--- Reading text ---

The new format of ALTERNATIVE PRODUCTS is:
CC -!- ALTERNATIVE PRODUCTS: CC Event=Event(, Event)*; Named isoforms=Number_of_isoforms; (CC Comment=Free_text;)? (CC Name=Isoform_name;( Synonyms=Synonym(, Synonym)*;)? CC IsoId=Isoform_identifier(, Isoform_identifer)*; CC Sequence=(Displayed|External|Not described|Feature_identifier(, Feature_identifier)*); (CC Note=Free_text;)?)+
Note: Variable values are represented in italics. Perl-style multipliers indicate whether a pattern (as delimited by parentheses) is optional (?), may occur 0 or more times (*), or 1 or more times (+). Alternative values are separated by a pipe symbol (|).
The "Event" item lists one or a combination of the following values:
- Alternative promoter usage
- Alternative splicing
- Alternative initiation
- Ribosomal frameshifting
The "Note" item may specify the event(s), if there are several.
CC -!- ALTERNATIVE PRODUCTS: CC Event=Alternative splicing, Alternative initiation; Named isoforms=3; CC Comment=Isoform 1 and isoform 2 arise due to the use of two CC alternative first exons joined to a common exon 2 at the same CC acceptor site but in different reading frames, resulting in two CC completely different isoforms; CC Name=1; Synonyms=p16INK4a; CC IsoId=O77617-1; Sequence=Displayed; CC Name=3; CC IsoId=O77617-2; Sequence=VSP_004099; CC Note=Produced by alternative initiation at Met-35 of isoform 1; CC Name=2; Synonyms=p19ARF; CC IsoId=O77618-1; Sequence=External; .. FT VAR_SEQ 1 34 Missing (in isoform 3). FT /FTId=VSP_004099.
Replacement of the comment line (CC) topic DATABASE by WEB RESOURCE
We have replaced the CC line topic DATABASE by WEB RESOURCE to clarify the conceptual difference between the content of these lines and the DR (Database cross-Reference) lines. At the same time we have simplified the format by suppressing the 'FTP=' field, which is no longer in use.
The format of the DATABASE topic was:
CC -!- DATABASE: NAME=ResourceName[; NOTE=FreeText][; WWW=WWWAddress][; FTP=FTPAddress].
The format of the WEB RESOURCE topic is:
CC -!- WEB RESOURCE: NAME=ResourceName[; NOTE=FreeText]; URL=WWWAddress.
The length of these lines may exceed 75 characters because long URL addresses are not wrapped into multiple lines.

---

* **Set of tasks**
A - Answer these questions from the text on comment-line formats:
(i) Which values can the "Event" item list?
(ii) Which field was dropped when the DATABASE topic was replaced by WEB RESOURCE?
(iii) What synonym is given for the isoform named 2?
B - Carry on the text on comment-line formats from its last sentence, in the same style.
The material that comes next has no role in any task here.

--- Given entries ---

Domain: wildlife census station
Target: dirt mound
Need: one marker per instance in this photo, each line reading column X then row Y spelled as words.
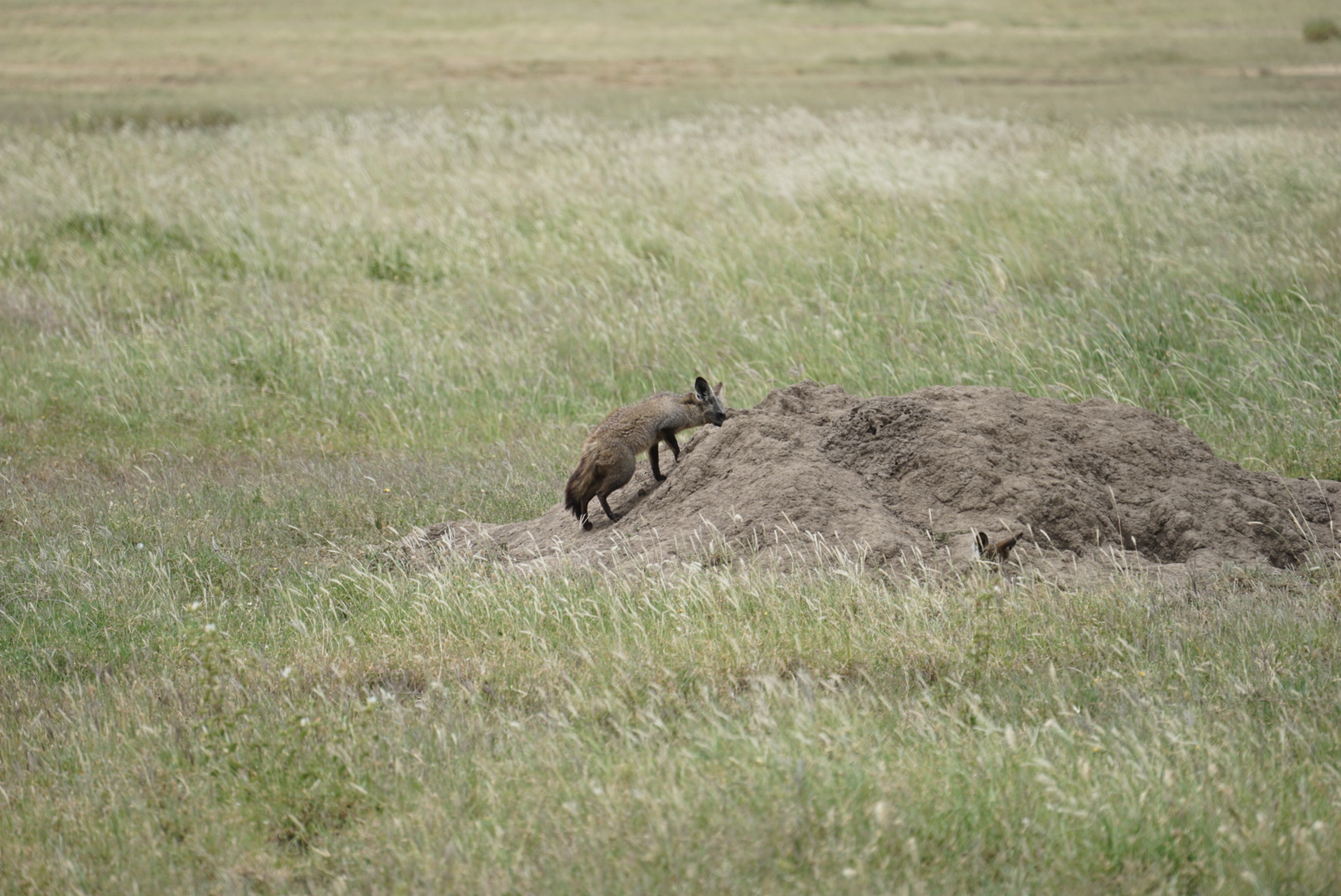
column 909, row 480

---
--- Given entries ---

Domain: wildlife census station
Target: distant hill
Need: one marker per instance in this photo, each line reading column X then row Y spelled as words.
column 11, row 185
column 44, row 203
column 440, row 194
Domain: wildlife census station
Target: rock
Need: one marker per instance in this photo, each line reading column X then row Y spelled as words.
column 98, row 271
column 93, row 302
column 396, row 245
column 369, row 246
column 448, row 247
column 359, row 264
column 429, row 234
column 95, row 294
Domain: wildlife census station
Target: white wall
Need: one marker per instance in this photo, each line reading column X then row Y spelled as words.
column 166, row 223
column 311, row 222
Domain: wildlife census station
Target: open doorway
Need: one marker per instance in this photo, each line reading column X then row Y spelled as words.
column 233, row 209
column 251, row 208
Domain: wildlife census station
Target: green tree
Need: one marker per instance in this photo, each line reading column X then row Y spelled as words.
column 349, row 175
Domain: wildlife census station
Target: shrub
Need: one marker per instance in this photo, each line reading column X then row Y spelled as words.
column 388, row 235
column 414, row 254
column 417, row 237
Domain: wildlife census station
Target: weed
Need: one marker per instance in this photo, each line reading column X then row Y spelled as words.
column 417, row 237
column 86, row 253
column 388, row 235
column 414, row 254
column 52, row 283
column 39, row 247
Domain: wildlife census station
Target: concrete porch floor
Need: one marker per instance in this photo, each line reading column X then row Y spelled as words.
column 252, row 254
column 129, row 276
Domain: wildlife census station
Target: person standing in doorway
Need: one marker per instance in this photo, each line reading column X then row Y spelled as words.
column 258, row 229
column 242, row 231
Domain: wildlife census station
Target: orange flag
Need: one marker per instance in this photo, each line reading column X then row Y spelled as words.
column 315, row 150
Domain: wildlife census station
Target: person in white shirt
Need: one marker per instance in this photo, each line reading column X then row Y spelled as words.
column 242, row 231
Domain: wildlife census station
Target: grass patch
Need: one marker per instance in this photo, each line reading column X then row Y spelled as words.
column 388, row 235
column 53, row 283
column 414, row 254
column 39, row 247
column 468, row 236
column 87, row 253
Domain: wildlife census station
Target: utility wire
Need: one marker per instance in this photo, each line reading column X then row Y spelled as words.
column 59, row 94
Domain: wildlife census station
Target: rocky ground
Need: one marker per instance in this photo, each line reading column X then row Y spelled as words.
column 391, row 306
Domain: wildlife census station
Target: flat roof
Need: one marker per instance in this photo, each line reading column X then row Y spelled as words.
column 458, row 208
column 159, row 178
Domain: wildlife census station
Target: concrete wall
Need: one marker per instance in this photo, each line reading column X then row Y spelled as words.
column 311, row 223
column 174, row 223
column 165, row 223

---
--- Given entries ---

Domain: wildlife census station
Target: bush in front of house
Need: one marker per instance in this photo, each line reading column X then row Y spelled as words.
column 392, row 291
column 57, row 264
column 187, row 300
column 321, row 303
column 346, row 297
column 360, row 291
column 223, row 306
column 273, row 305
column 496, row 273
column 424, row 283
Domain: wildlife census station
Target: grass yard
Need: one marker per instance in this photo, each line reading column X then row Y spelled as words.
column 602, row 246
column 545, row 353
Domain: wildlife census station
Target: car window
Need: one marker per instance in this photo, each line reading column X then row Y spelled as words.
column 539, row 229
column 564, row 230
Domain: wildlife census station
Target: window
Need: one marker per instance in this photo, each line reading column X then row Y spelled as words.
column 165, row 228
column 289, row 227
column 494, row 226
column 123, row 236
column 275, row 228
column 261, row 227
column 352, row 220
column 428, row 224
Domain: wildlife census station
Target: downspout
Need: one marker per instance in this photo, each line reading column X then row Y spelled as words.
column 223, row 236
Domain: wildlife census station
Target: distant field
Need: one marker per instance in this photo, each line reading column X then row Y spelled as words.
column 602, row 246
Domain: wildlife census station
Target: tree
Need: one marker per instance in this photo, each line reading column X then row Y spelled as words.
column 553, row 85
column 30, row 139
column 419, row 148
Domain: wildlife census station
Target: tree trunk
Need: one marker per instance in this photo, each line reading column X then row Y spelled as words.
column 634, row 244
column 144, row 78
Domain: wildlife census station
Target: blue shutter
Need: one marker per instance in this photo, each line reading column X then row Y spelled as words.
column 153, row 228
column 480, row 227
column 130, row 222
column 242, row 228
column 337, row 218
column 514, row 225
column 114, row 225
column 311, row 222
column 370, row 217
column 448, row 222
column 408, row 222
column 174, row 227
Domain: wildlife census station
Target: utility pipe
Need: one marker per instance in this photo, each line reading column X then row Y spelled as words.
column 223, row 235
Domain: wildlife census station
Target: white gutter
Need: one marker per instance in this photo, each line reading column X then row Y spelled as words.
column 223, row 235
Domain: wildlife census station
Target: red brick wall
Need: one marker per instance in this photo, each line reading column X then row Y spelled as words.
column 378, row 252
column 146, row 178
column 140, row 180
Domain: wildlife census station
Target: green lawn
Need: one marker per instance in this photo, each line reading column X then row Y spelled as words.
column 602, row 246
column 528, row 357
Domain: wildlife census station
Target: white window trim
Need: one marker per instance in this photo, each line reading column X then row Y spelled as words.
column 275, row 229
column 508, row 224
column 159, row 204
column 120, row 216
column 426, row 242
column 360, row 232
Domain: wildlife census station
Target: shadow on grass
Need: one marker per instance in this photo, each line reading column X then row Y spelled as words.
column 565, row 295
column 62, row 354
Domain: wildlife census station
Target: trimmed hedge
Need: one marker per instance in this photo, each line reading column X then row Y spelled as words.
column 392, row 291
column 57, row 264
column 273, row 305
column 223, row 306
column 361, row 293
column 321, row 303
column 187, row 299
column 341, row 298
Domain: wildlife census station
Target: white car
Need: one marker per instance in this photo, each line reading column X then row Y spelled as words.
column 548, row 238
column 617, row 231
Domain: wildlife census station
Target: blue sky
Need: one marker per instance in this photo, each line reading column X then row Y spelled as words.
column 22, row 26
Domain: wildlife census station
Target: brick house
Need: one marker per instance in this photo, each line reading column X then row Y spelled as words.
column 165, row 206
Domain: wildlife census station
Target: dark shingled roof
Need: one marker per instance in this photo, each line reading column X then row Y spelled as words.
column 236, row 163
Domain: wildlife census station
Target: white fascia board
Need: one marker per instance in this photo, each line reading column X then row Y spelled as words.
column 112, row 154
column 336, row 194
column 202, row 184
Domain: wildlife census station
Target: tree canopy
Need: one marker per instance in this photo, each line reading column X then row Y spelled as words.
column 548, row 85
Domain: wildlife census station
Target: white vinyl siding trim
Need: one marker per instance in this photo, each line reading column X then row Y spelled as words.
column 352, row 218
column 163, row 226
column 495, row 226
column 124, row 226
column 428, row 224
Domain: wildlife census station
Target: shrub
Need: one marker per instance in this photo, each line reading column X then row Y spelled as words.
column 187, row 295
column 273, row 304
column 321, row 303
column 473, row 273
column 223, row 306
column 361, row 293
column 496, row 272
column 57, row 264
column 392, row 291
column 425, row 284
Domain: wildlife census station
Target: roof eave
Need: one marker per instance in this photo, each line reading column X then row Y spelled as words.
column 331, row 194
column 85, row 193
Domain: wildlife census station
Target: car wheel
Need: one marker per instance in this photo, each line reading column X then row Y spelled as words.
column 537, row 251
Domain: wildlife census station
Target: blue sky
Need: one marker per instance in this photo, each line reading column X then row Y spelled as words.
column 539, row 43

---

* **Results for each task**
A -
(i) Alternative promoter usage, alternative splicing, alternative initiation and ribosomal frameshifting.
(ii) The 'FTP=' field.
(iii) p19ARF.

B -
Introduction of the new line type OH (Organism Host) for viral hosts
A virus is a living organism only if we consider it associated with its host. The viral taxonomy is arbitrarily based on the nature of viral genomes, and viruses of the same family can infect a wide range of hosts. There are numerous virus-host interactions, which we intend to annotate. We have therefore introduced to viral UniProtKB entries a new line type, the OH line, to indicate the host(s) either as a specific organism or taxonomic group of organisms.
The format of the OH line is:
OH NCBI_TaxID=TaxID; HostName.
The HostName consists of the official name and, optionally, a common name and/or synonym. The length of an OH line may exceed 75 characters.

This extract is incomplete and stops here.